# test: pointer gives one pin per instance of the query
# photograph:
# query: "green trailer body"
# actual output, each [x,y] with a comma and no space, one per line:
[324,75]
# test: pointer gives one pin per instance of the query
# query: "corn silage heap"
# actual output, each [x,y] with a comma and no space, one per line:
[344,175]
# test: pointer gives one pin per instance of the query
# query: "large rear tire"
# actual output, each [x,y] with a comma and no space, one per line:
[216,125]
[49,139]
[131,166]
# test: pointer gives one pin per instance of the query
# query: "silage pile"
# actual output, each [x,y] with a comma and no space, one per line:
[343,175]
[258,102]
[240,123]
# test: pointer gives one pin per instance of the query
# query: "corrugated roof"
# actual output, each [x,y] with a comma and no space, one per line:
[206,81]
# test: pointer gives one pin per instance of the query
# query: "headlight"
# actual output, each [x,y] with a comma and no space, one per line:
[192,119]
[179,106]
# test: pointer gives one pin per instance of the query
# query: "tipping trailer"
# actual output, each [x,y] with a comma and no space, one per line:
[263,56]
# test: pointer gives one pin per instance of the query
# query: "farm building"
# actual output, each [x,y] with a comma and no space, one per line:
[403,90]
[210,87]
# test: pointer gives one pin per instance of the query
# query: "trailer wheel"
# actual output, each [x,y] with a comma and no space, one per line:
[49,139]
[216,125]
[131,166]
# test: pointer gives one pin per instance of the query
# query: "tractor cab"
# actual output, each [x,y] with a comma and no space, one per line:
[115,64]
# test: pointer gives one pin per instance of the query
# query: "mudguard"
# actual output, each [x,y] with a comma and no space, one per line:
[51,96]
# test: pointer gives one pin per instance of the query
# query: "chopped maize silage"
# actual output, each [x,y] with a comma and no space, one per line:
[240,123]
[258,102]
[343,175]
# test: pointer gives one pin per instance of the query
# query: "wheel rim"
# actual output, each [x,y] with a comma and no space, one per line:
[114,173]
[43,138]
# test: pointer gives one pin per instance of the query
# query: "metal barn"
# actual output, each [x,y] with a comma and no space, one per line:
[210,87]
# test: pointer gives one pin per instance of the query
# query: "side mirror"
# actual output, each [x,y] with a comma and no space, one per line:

◇ ◇ ◇ ◇ ◇ ◇ ◇

### EXERCISE BRIEF
Gather and copy every line of the data in which the string "wheel" is found.

### TASK RESPONSE
# query: "trailer wheel"
# query: "wheel rim"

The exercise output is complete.